**Assignment:** Recast every line of the items below as a JSON list of strings, one string per line, omitting blank lines and leaving out the pictures.

**Source data:**

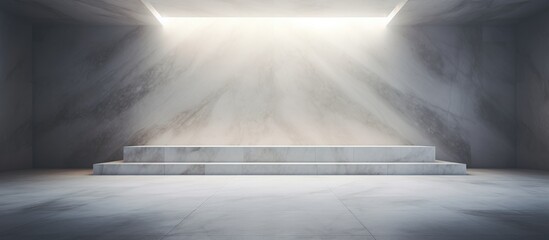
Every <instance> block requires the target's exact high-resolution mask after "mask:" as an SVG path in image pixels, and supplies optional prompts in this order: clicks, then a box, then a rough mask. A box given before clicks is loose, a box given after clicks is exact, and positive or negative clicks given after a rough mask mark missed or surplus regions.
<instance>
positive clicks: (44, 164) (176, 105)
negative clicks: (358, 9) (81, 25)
mask: <svg viewBox="0 0 549 240" xmlns="http://www.w3.org/2000/svg"><path fill="white" fill-rule="evenodd" d="M513 36H514V34H513V31H512V30H511V29H508V28H505V27H498V26H483V27H480V26H477V27H467V26H464V27H457V26H423V27H389V28H386V29H379V28H376V27H371V26H367V24H366V25H365V24H362V23H360V22H353V21H352V20H348V21H347V20H346V21H343V20H341V21H335V22H322V21H312V20H272V19H271V20H269V19H257V20H242V19H232V20H227V19H225V20H223V19H212V20H207V19H197V20H193V21H188V22H183V23H178V24H172V25H168V26H166V27H164V28H162V27H78V26H56V27H40V28H37V29H36V31H35V32H34V40H33V48H34V56H33V58H34V66H33V70H34V72H33V73H34V91H33V97H34V106H33V108H34V112H33V113H34V116H33V129H34V144H33V147H34V156H35V157H34V161H35V166H36V167H90V166H91V165H92V164H93V163H96V162H106V161H112V160H118V159H121V158H122V156H121V155H122V147H123V146H125V145H137V144H300V145H301V144H312V145H316V144H330V145H332V144H340V145H349V144H353V145H354V144H356V145H358V144H378V145H379V144H416V145H434V146H436V147H437V158H438V159H441V160H448V161H454V162H462V163H467V164H469V166H473V167H512V166H515V165H516V162H515V154H516V153H515V132H516V121H515V92H514V88H515V80H514V75H515V67H514V66H515V61H514V59H515V56H514V55H515V39H514V37H513Z"/></svg>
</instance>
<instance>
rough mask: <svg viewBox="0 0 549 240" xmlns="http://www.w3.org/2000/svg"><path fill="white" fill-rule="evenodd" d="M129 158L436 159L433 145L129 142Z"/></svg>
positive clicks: (127, 146) (154, 158) (422, 161)
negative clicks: (373, 145)
mask: <svg viewBox="0 0 549 240" xmlns="http://www.w3.org/2000/svg"><path fill="white" fill-rule="evenodd" d="M124 161H125V162H434V161H435V147H433V146H406V145H402V146H242V145H234V146H230V145H229V146H169V145H162V146H152V145H151V146H126V147H124Z"/></svg>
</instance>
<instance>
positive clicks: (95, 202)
mask: <svg viewBox="0 0 549 240" xmlns="http://www.w3.org/2000/svg"><path fill="white" fill-rule="evenodd" d="M469 173H470V175H467V176H93V175H90V174H91V171H89V170H32V171H20V172H11V173H3V174H0V239H2V240H11V239H23V240H25V239H41V240H43V239H61V240H63V239H165V240H175V239H215V240H217V239H219V240H225V239H244V240H247V239H281V240H282V239H283V240H287V239H307V240H312V239H343V240H355V239H366V240H370V239H376V240H400V239H422V240H423V239H425V240H431V239H433V240H435V239H437V240H438V239H452V240H453V239H521V240H526V239H549V172H540V171H526V170H469Z"/></svg>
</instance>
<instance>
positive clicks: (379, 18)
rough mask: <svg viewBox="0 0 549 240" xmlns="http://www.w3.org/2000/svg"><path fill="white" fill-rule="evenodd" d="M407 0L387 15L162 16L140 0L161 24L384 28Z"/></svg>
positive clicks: (397, 6) (402, 6) (396, 14)
mask: <svg viewBox="0 0 549 240" xmlns="http://www.w3.org/2000/svg"><path fill="white" fill-rule="evenodd" d="M407 1H408V0H403V1H402V2H400V3H399V4H398V5H397V6H395V8H394V9H393V11H391V13H390V14H389V15H388V16H387V17H317V18H315V17H162V16H161V15H160V13H159V12H158V11H156V9H155V8H154V7H153V6H152V5H151V4H150V3H149V2H147V1H146V0H141V2H142V3H143V4H144V5H145V6H146V7H147V9H149V11H150V12H151V13H152V14H153V16H154V17H155V18H156V19H157V20H158V22H160V23H161V24H162V25H163V26H167V25H173V24H175V23H196V22H204V21H216V22H219V21H223V22H231V23H236V22H242V21H243V20H247V21H254V22H256V23H257V22H264V23H275V22H276V23H282V24H290V23H291V24H298V25H301V26H309V27H312V28H330V27H335V26H340V25H341V24H349V23H351V24H359V25H361V26H363V27H369V28H384V27H386V26H387V25H388V24H389V22H391V20H392V19H393V18H394V17H395V16H396V15H397V14H398V12H399V11H400V10H401V9H402V8H403V7H404V5H405V4H406V2H407Z"/></svg>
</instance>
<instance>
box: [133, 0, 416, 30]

**Answer space:**
[
  "Every <instance> block requires the target's exact high-resolution mask after \"mask:\" as an SVG path in image pixels, and supplies optional prompts in this order: clicks, then a box, then a rough mask. A box given before clicks is loose, a box given after clicks is exact, and positive or negative clicks given after a rough mask mark missed or surplus regions.",
  "<instance>",
  "positive clicks: (44, 164) (176, 105)",
  "negative clicks: (358, 9) (81, 25)",
  "mask: <svg viewBox=\"0 0 549 240\" xmlns=\"http://www.w3.org/2000/svg\"><path fill=\"white\" fill-rule=\"evenodd\" d=\"M513 36H514V34H513V31H512V30H511V29H508V28H505V27H498V26H483V27H480V26H477V27H467V26H464V27H457V26H423V27H389V28H386V29H379V28H376V27H371V26H367V24H366V25H365V24H362V23H360V22H353V21H352V20H348V21H347V20H346V21H343V20H341V21H335V22H322V21H312V20H272V19H271V20H269V19H257V20H242V19H232V20H227V19H225V20H223V19H212V20H207V19H197V20H193V21H188V22H183V23H178V24H172V25H168V26H166V27H164V28H162V27H78V26H56V27H40V28H37V29H36V31H35V32H34V40H33V48H34V56H33V58H34V66H33V70H34V72H33V73H34V91H33V97H34V106H33V108H34V112H33V113H34V116H33V129H34V144H33V147H34V156H35V157H34V161H35V166H36V167H90V166H91V165H92V164H93V163H96V162H106V161H112V160H118V159H121V158H122V156H121V155H122V147H123V146H125V145H137V144H300V145H301V144H312V145H316V144H330V145H332V144H340V145H349V144H353V145H354V144H356V145H358V144H378V145H379V144H416V145H434V146H436V147H437V158H438V159H441V160H448V161H454V162H462V163H467V164H469V166H473V167H512V166H515V165H516V162H515V154H516V153H515V132H516V121H515V92H514V88H515V80H514V75H515V67H514V66H515V61H514V59H515V56H514V55H515V39H514V37H513Z\"/></svg>",
  "</instance>",
  "<instance>",
  "rough mask: <svg viewBox=\"0 0 549 240\" xmlns=\"http://www.w3.org/2000/svg\"><path fill=\"white\" fill-rule=\"evenodd\" d=\"M129 158L436 159L433 145L129 142Z\"/></svg>",
  "positive clicks: (127, 146) (154, 158) (422, 161)",
  "negative clicks: (373, 145)",
  "mask: <svg viewBox=\"0 0 549 240\" xmlns=\"http://www.w3.org/2000/svg\"><path fill=\"white\" fill-rule=\"evenodd\" d=\"M124 161H125V162H434V161H435V147H433V146H406V145H402V146H242V145H234V146H230V145H229V146H169V145H162V146H152V145H151V146H126V147H124Z\"/></svg>",
  "</instance>",
  "<instance>",
  "positive clicks: (95, 202)",
  "mask: <svg viewBox=\"0 0 549 240\" xmlns=\"http://www.w3.org/2000/svg\"><path fill=\"white\" fill-rule=\"evenodd\" d=\"M469 173H470V175H467V176H93V175H90V174H91V171H89V170H32V171H20V172H11V173H3V174H0V239H2V240H11V239H23V240H25V239H41V240H43V239H61V240H63V239H165V240H175V239H215V240H217V239H219V240H225V239H244V240H247V239H281V240H282V239H283V240H287V239H307V240H312V239H343V240H355V239H366V240H370V239H376V240H400V239H422V240H423V239H425V240H431V239H433V240H435V239H437V240H438V239H452V240H453V239H521V240H526V239H549V172H540V171H526V170H469Z\"/></svg>",
  "</instance>",
  "<instance>",
  "positive clicks: (379, 18)",
  "rough mask: <svg viewBox=\"0 0 549 240\" xmlns=\"http://www.w3.org/2000/svg\"><path fill=\"white\" fill-rule=\"evenodd\" d=\"M407 0L387 15L162 16L140 0L161 24L384 28Z\"/></svg>",
  "positive clicks: (397, 6) (402, 6) (396, 14)",
  "mask: <svg viewBox=\"0 0 549 240\" xmlns=\"http://www.w3.org/2000/svg\"><path fill=\"white\" fill-rule=\"evenodd\" d=\"M407 1H408V0H403V1H402V2H400V3H399V4H398V5H397V6H395V8H394V9H393V11H391V13H390V14H389V15H388V16H387V17H317V18H315V17H162V16H161V15H160V13H159V12H158V11H156V9H155V8H154V7H153V6H152V5H151V4H150V3H149V2H147V1H146V0H141V2H142V3H143V4H144V5H145V6H146V7H147V9H149V11H150V12H151V13H152V14H153V16H154V17H155V18H156V19H157V20H158V22H160V23H161V24H162V25H163V26H167V25H173V24H175V23H196V22H204V21H216V22H219V21H223V22H231V23H236V22H242V21H243V20H247V21H254V22H256V23H257V22H264V23H275V22H276V23H282V24H290V23H291V24H298V25H301V26H309V27H312V28H330V27H335V26H340V25H341V24H349V23H351V24H359V25H361V26H363V27H369V28H384V27H386V26H387V25H388V24H389V22H391V20H392V19H393V18H394V17H395V16H396V15H397V14H398V12H399V11H400V10H401V9H402V8H403V7H404V5H405V4H406V2H407Z\"/></svg>",
  "</instance>",
  "<instance>",
  "box: [133, 0, 416, 30]"
]